# Task
The whole listing below needs to be retyped without a single change.

(Data records Opens)

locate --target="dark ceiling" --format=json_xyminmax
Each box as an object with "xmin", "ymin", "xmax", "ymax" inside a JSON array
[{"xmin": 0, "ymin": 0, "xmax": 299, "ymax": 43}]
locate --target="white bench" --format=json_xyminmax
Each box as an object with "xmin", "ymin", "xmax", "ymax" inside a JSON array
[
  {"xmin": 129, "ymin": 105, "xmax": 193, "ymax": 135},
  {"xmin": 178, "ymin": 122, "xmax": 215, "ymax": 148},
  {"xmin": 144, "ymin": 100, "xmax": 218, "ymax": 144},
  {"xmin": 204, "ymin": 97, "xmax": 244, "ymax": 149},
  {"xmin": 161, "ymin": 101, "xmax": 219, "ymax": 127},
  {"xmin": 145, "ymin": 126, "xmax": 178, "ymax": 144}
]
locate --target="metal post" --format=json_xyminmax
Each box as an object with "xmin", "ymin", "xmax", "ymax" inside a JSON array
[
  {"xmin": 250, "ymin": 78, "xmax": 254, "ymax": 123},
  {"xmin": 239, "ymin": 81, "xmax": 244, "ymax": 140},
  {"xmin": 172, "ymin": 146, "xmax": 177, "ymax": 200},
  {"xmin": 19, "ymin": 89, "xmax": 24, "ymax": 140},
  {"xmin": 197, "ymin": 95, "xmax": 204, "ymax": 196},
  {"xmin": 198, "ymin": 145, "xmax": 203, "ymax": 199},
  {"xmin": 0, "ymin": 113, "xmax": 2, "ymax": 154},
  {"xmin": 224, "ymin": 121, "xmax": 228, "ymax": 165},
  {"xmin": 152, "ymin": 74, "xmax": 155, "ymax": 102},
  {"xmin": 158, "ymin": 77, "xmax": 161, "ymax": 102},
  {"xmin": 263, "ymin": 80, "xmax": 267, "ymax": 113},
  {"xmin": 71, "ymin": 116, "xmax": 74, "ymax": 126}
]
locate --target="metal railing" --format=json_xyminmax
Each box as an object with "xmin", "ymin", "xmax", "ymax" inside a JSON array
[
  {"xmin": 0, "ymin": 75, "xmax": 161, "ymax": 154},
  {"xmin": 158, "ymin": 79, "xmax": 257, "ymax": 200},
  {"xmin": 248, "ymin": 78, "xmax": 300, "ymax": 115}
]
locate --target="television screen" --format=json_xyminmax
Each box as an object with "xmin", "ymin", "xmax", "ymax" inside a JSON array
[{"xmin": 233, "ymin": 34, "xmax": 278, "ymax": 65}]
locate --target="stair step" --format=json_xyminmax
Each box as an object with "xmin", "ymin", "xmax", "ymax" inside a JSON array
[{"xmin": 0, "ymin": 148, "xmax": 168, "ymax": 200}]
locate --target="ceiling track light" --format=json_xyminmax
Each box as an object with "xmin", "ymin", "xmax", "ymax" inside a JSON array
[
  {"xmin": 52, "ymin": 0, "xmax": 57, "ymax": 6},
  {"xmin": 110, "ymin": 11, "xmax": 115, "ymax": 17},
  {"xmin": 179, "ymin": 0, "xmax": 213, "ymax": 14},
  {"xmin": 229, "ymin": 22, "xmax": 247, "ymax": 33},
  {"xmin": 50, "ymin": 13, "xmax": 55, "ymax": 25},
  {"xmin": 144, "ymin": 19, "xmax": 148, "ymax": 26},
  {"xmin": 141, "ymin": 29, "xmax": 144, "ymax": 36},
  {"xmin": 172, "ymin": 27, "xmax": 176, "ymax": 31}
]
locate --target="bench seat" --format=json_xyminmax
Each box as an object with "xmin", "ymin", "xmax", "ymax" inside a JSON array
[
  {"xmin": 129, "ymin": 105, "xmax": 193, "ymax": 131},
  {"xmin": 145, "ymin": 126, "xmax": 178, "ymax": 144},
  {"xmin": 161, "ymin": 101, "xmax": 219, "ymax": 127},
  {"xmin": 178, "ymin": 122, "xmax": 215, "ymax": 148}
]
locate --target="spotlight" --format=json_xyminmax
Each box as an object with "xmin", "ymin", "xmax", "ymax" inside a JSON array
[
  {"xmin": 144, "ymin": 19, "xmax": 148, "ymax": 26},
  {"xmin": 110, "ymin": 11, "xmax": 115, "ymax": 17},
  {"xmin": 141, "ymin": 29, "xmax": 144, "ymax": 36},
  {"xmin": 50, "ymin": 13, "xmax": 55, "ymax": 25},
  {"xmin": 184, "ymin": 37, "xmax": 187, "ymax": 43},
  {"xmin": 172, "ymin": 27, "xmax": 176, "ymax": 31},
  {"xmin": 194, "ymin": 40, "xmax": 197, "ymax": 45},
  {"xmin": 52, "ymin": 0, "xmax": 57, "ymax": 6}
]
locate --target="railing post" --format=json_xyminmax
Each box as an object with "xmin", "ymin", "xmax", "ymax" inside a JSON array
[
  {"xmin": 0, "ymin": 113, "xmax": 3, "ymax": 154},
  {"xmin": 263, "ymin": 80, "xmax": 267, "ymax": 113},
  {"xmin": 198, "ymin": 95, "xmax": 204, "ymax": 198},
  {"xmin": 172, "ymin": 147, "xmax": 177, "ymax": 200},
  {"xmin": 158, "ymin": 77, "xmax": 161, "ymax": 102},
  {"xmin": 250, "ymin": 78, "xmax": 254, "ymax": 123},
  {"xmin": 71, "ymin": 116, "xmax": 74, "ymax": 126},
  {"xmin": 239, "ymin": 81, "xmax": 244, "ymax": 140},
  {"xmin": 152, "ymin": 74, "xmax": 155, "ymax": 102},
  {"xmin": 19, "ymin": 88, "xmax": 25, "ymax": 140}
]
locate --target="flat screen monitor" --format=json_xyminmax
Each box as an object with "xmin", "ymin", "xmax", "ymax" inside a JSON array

(Data records Closes)

# Result of this exercise
locate --target="dark ceiling" --format=json_xyminmax
Each box as an object with "xmin", "ymin", "xmax", "ymax" inside a JSON array
[{"xmin": 0, "ymin": 0, "xmax": 299, "ymax": 43}]
locate --target="white bench" --format=json_xyminmax
Each box as an object with "xmin", "ymin", "xmax", "ymax" inside a JSON array
[
  {"xmin": 129, "ymin": 105, "xmax": 193, "ymax": 135},
  {"xmin": 178, "ymin": 122, "xmax": 215, "ymax": 148},
  {"xmin": 144, "ymin": 100, "xmax": 218, "ymax": 144},
  {"xmin": 204, "ymin": 97, "xmax": 244, "ymax": 149},
  {"xmin": 161, "ymin": 101, "xmax": 219, "ymax": 127},
  {"xmin": 145, "ymin": 126, "xmax": 178, "ymax": 144}
]
locate --target="metal post" --format=json_xyminmax
Each box as an object with "xmin", "ymin", "xmax", "ymax" inside a JSON array
[
  {"xmin": 250, "ymin": 78, "xmax": 254, "ymax": 123},
  {"xmin": 239, "ymin": 81, "xmax": 244, "ymax": 140},
  {"xmin": 172, "ymin": 146, "xmax": 177, "ymax": 200},
  {"xmin": 19, "ymin": 89, "xmax": 24, "ymax": 140},
  {"xmin": 197, "ymin": 95, "xmax": 204, "ymax": 196},
  {"xmin": 198, "ymin": 145, "xmax": 203, "ymax": 199},
  {"xmin": 0, "ymin": 113, "xmax": 2, "ymax": 154},
  {"xmin": 224, "ymin": 121, "xmax": 228, "ymax": 165},
  {"xmin": 152, "ymin": 74, "xmax": 155, "ymax": 102},
  {"xmin": 158, "ymin": 77, "xmax": 161, "ymax": 102},
  {"xmin": 263, "ymin": 80, "xmax": 267, "ymax": 113},
  {"xmin": 71, "ymin": 116, "xmax": 74, "ymax": 126}
]
locate --target="metal railing" --format=json_xyminmax
Each box as an object with "xmin", "ymin", "xmax", "ymax" inside a JSON array
[
  {"xmin": 0, "ymin": 75, "xmax": 161, "ymax": 154},
  {"xmin": 158, "ymin": 79, "xmax": 257, "ymax": 200},
  {"xmin": 248, "ymin": 78, "xmax": 300, "ymax": 115}
]
locate --target="television screen" --format=json_xyminmax
Each box as an object with "xmin", "ymin", "xmax", "ymax" inside a JSON array
[{"xmin": 233, "ymin": 34, "xmax": 278, "ymax": 65}]
locate --target="stair step" --format=json_xyminmax
Each box as an object with "xmin", "ymin", "xmax", "ymax" inside a JSON array
[{"xmin": 0, "ymin": 148, "xmax": 168, "ymax": 200}]
locate --target="ceiling track light" --format=json_xyminmax
Each box as an object with "xmin", "ymin", "xmax", "ymax" inside a JSON array
[
  {"xmin": 52, "ymin": 0, "xmax": 57, "ymax": 6},
  {"xmin": 110, "ymin": 11, "xmax": 115, "ymax": 17},
  {"xmin": 179, "ymin": 0, "xmax": 213, "ymax": 14},
  {"xmin": 229, "ymin": 22, "xmax": 247, "ymax": 33},
  {"xmin": 50, "ymin": 13, "xmax": 55, "ymax": 25},
  {"xmin": 144, "ymin": 19, "xmax": 148, "ymax": 26},
  {"xmin": 141, "ymin": 29, "xmax": 144, "ymax": 36},
  {"xmin": 172, "ymin": 27, "xmax": 176, "ymax": 31}
]
locate --target="bench seat" --format=json_xyminmax
Each box as an object with "xmin", "ymin", "xmax", "ymax" inside a JSON array
[
  {"xmin": 129, "ymin": 105, "xmax": 193, "ymax": 131},
  {"xmin": 145, "ymin": 126, "xmax": 178, "ymax": 144},
  {"xmin": 161, "ymin": 101, "xmax": 219, "ymax": 127},
  {"xmin": 178, "ymin": 122, "xmax": 215, "ymax": 148}
]
locate --target="spotlight" --format=json_xyminmax
Each box as an object with "xmin", "ymin", "xmax", "ymax" inside a JSON array
[
  {"xmin": 144, "ymin": 19, "xmax": 148, "ymax": 26},
  {"xmin": 110, "ymin": 11, "xmax": 115, "ymax": 17},
  {"xmin": 141, "ymin": 29, "xmax": 144, "ymax": 36},
  {"xmin": 50, "ymin": 13, "xmax": 55, "ymax": 25},
  {"xmin": 184, "ymin": 37, "xmax": 187, "ymax": 43},
  {"xmin": 172, "ymin": 27, "xmax": 176, "ymax": 31},
  {"xmin": 194, "ymin": 40, "xmax": 197, "ymax": 45},
  {"xmin": 52, "ymin": 0, "xmax": 57, "ymax": 6}
]
locate --target="railing post" --format=json_xyminmax
Each box as an object with "xmin", "ymin", "xmax", "ymax" inside a JSON array
[
  {"xmin": 0, "ymin": 113, "xmax": 3, "ymax": 154},
  {"xmin": 263, "ymin": 80, "xmax": 267, "ymax": 113},
  {"xmin": 198, "ymin": 95, "xmax": 204, "ymax": 198},
  {"xmin": 172, "ymin": 147, "xmax": 177, "ymax": 200},
  {"xmin": 158, "ymin": 77, "xmax": 161, "ymax": 102},
  {"xmin": 250, "ymin": 78, "xmax": 254, "ymax": 123},
  {"xmin": 71, "ymin": 116, "xmax": 74, "ymax": 126},
  {"xmin": 239, "ymin": 81, "xmax": 244, "ymax": 140},
  {"xmin": 152, "ymin": 74, "xmax": 155, "ymax": 102},
  {"xmin": 19, "ymin": 88, "xmax": 25, "ymax": 140}
]
locate --target="flat screen monitor" --format=json_xyminmax
Each box as an object with "xmin", "ymin", "xmax", "ymax" inside a JSON array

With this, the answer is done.